Write each line of the material exactly as given, from the top through the line that contains "Place one point on each instance of the shirt collar.", and omit all pictures.

——————————

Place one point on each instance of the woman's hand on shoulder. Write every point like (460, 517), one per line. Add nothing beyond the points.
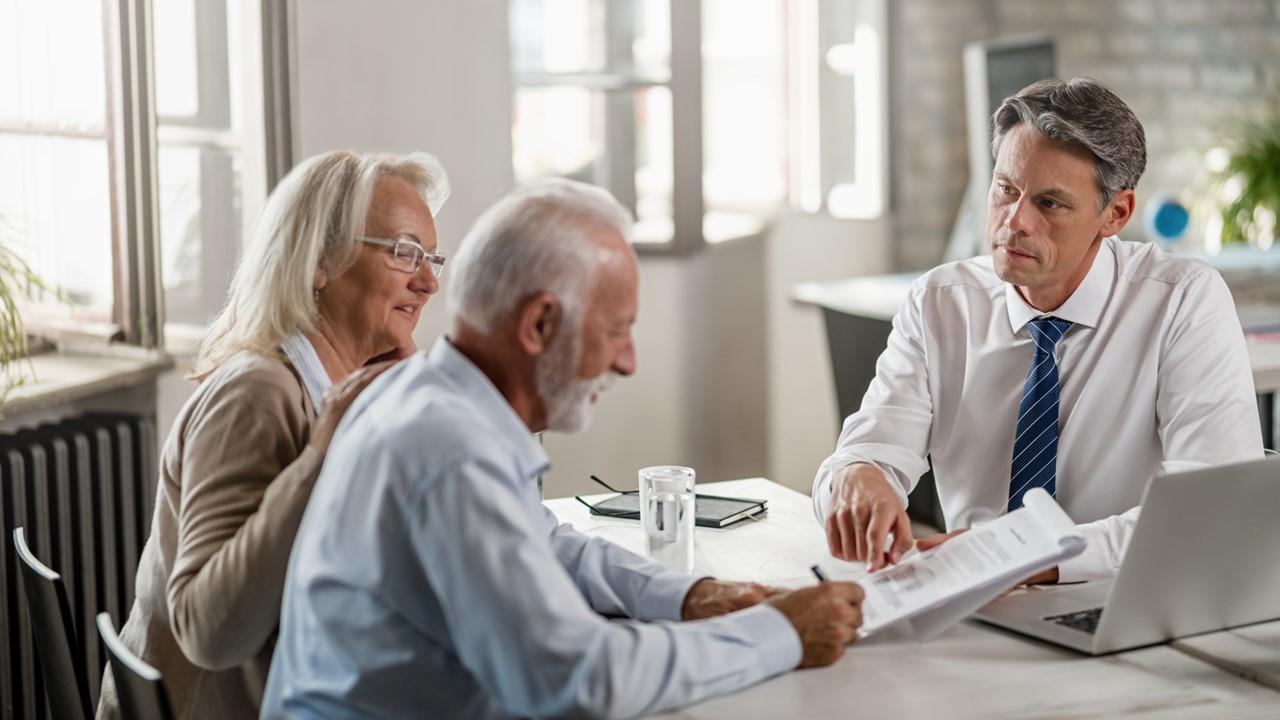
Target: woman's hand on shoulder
(338, 399)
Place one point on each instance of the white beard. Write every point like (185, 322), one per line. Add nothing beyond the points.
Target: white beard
(566, 397)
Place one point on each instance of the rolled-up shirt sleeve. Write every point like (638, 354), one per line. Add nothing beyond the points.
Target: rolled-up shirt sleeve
(521, 627)
(616, 580)
(891, 429)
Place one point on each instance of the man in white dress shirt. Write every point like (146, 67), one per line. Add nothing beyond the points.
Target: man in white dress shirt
(428, 579)
(1066, 359)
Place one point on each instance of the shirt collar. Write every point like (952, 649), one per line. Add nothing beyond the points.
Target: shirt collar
(490, 404)
(1084, 306)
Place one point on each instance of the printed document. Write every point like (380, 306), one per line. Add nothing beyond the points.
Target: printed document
(937, 588)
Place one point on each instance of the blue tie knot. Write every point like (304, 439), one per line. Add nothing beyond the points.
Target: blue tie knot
(1036, 440)
(1047, 331)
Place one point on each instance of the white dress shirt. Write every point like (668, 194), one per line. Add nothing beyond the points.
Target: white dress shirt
(429, 580)
(1153, 374)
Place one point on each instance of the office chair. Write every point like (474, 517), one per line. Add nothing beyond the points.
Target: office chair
(56, 646)
(137, 684)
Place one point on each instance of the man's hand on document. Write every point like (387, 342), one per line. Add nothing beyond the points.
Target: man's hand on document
(864, 511)
(1046, 577)
(826, 616)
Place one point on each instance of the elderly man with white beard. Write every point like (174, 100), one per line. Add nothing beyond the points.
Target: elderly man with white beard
(428, 579)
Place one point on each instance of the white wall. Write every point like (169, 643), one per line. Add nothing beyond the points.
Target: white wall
(803, 420)
(732, 378)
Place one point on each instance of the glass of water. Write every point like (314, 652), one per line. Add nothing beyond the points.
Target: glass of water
(667, 515)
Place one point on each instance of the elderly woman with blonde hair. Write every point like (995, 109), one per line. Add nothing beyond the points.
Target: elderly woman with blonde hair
(333, 282)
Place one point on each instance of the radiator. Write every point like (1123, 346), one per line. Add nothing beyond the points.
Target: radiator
(83, 490)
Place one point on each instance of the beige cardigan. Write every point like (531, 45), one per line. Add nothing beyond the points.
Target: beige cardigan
(236, 473)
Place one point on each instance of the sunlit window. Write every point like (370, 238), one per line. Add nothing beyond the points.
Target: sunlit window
(202, 156)
(789, 94)
(62, 178)
(54, 169)
(593, 100)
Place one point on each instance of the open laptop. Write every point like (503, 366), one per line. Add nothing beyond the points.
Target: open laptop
(1202, 557)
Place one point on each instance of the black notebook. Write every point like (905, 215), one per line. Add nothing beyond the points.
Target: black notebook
(709, 510)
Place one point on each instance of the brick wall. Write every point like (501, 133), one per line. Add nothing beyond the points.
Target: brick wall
(1183, 65)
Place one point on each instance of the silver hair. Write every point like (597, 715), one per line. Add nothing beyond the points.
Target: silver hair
(535, 240)
(311, 220)
(1086, 114)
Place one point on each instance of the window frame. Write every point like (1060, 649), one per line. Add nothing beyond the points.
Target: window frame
(814, 183)
(132, 136)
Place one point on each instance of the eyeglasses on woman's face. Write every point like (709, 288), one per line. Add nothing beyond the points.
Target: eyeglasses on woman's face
(407, 255)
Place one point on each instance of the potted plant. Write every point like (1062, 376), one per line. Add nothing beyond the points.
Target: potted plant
(17, 281)
(1249, 183)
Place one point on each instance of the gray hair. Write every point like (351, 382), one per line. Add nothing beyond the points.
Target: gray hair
(1086, 114)
(311, 220)
(535, 240)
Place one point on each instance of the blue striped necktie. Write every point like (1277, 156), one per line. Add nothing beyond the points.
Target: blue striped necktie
(1036, 440)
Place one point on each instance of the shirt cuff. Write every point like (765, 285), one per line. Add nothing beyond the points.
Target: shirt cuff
(663, 596)
(775, 639)
(1096, 563)
(822, 482)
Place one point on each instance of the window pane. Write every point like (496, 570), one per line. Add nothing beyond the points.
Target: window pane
(177, 80)
(51, 64)
(199, 201)
(54, 192)
(576, 36)
(618, 140)
(744, 114)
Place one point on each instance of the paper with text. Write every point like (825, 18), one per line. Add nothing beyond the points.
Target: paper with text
(942, 586)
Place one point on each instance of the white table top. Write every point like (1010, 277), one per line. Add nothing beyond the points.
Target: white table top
(880, 297)
(972, 670)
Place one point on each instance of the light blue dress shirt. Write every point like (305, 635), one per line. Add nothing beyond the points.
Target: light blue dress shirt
(429, 580)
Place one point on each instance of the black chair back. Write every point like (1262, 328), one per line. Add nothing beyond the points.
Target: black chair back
(137, 684)
(56, 645)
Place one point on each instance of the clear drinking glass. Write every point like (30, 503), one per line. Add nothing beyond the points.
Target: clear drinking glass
(667, 515)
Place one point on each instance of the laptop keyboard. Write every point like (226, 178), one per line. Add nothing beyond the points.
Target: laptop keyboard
(1083, 620)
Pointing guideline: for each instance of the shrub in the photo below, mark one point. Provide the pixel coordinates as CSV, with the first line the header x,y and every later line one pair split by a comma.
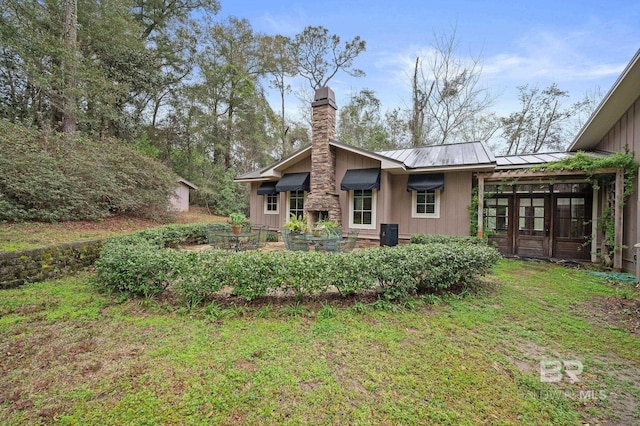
x,y
136,267
445,239
58,177
142,265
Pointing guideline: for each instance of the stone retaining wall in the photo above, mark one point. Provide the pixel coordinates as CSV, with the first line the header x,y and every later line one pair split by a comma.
x,y
40,264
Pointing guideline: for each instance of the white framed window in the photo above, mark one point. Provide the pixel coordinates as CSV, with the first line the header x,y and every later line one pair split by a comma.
x,y
425,204
362,208
271,204
295,203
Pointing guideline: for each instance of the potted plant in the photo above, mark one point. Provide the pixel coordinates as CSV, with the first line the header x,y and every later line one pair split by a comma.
x,y
237,221
296,225
328,227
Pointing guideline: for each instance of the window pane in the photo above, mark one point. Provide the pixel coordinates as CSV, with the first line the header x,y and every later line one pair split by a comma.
x,y
366,218
538,224
367,203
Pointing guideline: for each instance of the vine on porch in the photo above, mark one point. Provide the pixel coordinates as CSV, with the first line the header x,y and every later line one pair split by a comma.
x,y
589,164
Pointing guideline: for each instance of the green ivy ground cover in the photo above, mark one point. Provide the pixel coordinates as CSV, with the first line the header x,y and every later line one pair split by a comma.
x,y
72,355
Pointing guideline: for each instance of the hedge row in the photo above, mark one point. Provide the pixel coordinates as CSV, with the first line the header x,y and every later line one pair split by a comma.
x,y
142,265
445,239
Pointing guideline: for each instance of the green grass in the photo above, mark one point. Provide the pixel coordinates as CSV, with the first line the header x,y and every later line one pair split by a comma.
x,y
29,235
72,355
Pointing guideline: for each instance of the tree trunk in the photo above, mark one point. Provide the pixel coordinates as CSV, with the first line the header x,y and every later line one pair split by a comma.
x,y
69,119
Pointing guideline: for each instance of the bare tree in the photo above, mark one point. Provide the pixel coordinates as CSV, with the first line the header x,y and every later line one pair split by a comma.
x,y
447,94
540,123
71,42
319,55
280,65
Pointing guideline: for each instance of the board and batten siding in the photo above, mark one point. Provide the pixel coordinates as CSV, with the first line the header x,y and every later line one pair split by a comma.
x,y
454,202
256,202
625,134
346,160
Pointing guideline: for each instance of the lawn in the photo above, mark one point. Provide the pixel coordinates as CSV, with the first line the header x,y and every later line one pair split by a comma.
x,y
73,355
28,235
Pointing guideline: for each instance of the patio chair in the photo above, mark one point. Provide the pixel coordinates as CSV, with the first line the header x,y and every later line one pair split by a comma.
x,y
253,242
262,236
293,242
349,243
219,241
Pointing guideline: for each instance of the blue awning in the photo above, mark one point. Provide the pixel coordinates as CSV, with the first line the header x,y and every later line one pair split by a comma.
x,y
361,179
267,188
426,182
293,182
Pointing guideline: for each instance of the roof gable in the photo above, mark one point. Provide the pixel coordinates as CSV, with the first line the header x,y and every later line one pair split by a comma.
x,y
625,91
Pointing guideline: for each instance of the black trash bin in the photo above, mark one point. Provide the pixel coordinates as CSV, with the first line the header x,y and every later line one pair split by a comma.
x,y
389,234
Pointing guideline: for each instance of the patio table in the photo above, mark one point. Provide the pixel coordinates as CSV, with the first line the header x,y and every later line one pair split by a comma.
x,y
234,241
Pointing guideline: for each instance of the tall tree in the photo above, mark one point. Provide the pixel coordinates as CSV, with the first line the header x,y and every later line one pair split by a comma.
x,y
280,65
319,55
447,93
360,122
540,123
231,65
71,42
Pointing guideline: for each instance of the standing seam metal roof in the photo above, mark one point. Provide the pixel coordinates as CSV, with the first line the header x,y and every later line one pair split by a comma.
x,y
452,155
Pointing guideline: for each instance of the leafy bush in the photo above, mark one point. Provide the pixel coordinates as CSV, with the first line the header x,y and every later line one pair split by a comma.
x,y
137,267
445,239
57,177
397,271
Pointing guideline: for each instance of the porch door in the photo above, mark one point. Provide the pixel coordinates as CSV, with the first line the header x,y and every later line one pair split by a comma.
x,y
532,233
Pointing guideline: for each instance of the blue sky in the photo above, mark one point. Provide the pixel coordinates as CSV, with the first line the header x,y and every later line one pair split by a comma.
x,y
580,45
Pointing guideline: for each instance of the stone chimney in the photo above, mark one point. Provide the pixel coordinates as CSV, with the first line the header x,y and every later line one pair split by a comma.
x,y
323,198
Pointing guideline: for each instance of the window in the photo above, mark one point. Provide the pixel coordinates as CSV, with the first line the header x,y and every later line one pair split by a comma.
x,y
531,217
496,215
362,213
571,217
271,205
426,204
296,203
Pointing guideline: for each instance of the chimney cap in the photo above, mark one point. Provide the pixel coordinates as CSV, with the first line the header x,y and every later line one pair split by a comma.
x,y
324,96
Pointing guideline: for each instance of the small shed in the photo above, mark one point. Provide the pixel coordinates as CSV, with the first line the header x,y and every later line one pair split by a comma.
x,y
180,200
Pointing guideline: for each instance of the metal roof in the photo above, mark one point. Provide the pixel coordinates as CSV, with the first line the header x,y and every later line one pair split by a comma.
x,y
457,155
524,160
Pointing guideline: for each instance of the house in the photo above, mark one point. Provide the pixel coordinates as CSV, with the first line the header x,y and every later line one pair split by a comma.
x,y
615,127
429,190
180,199
423,190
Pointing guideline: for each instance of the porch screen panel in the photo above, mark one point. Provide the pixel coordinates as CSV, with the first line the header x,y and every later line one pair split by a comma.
x,y
571,217
496,214
531,216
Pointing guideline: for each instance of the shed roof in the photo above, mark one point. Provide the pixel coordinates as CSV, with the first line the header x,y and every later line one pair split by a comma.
x,y
187,183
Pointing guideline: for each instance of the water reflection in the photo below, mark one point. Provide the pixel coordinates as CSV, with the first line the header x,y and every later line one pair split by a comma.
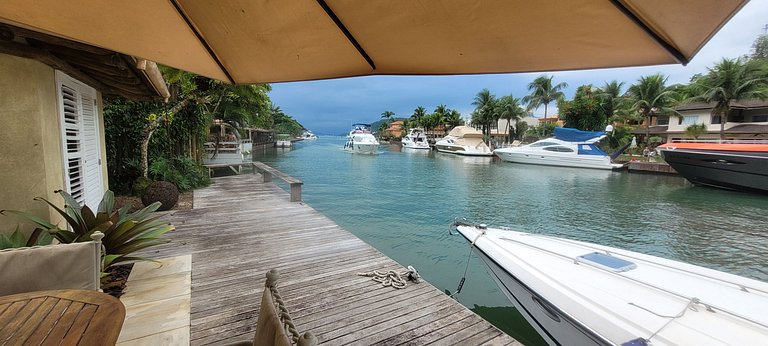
x,y
401,204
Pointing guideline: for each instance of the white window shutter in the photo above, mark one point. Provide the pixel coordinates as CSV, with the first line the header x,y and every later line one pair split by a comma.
x,y
80,137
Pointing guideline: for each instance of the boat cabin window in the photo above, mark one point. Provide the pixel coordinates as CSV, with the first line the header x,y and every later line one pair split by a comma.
x,y
607,262
559,149
543,144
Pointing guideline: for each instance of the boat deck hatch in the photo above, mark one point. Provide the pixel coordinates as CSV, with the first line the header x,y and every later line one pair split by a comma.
x,y
607,262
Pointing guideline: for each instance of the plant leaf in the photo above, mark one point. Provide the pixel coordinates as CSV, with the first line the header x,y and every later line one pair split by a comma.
x,y
42,223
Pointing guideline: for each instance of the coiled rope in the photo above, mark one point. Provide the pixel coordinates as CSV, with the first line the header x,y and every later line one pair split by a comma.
x,y
394,278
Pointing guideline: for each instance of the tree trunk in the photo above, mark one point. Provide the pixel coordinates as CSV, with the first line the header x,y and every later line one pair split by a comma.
x,y
144,164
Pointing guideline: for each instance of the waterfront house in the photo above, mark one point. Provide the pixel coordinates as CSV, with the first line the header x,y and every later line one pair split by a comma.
x,y
748,120
51,108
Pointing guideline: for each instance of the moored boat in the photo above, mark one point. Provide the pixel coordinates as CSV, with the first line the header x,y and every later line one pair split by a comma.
x,y
416,139
464,140
361,140
733,166
568,148
579,293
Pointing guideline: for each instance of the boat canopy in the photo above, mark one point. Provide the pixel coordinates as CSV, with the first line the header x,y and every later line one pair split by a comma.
x,y
465,132
574,135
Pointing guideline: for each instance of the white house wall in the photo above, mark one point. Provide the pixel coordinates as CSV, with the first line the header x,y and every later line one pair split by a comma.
x,y
30,150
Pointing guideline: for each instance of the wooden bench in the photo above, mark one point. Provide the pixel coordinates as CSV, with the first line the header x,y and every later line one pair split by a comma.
x,y
267,172
222,165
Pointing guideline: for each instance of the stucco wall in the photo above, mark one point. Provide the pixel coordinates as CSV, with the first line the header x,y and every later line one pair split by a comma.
x,y
30,140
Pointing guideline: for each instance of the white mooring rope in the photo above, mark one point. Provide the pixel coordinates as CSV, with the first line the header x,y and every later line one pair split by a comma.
x,y
393,278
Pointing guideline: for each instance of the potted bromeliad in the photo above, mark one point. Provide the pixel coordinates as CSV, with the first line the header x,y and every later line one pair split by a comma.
x,y
125,233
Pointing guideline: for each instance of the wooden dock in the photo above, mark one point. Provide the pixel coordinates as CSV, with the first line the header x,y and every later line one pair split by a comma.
x,y
241,227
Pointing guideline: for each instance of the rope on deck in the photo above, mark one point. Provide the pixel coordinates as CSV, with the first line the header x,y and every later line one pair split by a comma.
x,y
393,278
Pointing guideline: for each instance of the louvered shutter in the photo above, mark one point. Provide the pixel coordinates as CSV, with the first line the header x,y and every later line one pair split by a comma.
x,y
80,135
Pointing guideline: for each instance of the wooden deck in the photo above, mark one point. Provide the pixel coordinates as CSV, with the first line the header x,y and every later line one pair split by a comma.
x,y
241,227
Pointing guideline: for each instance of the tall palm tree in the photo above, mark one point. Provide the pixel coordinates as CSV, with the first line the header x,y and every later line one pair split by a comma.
x,y
610,95
453,119
508,107
731,80
650,97
544,93
418,113
485,109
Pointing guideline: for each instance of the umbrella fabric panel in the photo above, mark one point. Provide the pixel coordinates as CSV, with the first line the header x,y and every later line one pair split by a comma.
x,y
271,41
147,29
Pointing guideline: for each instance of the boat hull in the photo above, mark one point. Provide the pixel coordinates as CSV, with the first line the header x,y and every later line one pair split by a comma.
x,y
578,293
461,150
742,171
362,148
555,326
578,161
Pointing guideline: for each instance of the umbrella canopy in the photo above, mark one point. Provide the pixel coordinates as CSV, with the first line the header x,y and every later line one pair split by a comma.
x,y
272,41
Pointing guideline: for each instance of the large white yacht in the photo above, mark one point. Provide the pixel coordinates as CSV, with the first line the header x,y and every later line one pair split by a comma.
x,y
569,148
361,140
464,140
579,293
416,139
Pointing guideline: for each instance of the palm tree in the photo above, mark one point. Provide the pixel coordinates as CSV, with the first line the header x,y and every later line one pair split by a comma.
x,y
418,113
731,80
696,130
650,97
610,95
508,107
544,93
485,109
453,119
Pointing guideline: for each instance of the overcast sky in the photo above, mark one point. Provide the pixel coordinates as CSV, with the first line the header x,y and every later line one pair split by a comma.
x,y
331,106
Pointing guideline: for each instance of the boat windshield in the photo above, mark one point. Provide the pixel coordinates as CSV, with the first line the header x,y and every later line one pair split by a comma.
x,y
543,144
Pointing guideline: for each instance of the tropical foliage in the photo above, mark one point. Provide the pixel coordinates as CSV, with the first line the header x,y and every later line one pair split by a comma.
x,y
651,97
18,239
124,233
586,111
543,92
729,81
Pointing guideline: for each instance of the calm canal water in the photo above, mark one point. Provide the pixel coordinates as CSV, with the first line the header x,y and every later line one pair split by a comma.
x,y
401,202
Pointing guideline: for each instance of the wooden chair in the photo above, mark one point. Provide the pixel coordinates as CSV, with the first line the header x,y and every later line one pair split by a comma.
x,y
274,326
51,267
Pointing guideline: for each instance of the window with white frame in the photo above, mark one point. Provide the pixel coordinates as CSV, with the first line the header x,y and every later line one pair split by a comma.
x,y
689,120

——————————

FINAL ANSWER:
Place one point on each instance of the woman's hand on shoulder. Write every point like (460, 517), one per line. Add nothing beyond the points.
Target: woman's hand on shoulder
(338, 399)
Place one point on each instance of the white beard. Write every point like (185, 322), one per line. Add nothing beyond the points.
Target: white beard
(566, 397)
Place one point on each instance of the rolled-up shirt sleeve. Write every point like (638, 354), one per line. Add nothing beyond the points.
Target: rolled-up shirt sleeve
(521, 627)
(616, 580)
(891, 429)
Place one point on each instance of the man in white dress shirt. Write every point like (146, 67), one per line. Add nothing beyond the points.
Target: man in white dress shirt
(428, 579)
(1066, 359)
Place one point on each instance of the shirt collar. Write every point like (952, 649), one per line. Add nothing beyond the points.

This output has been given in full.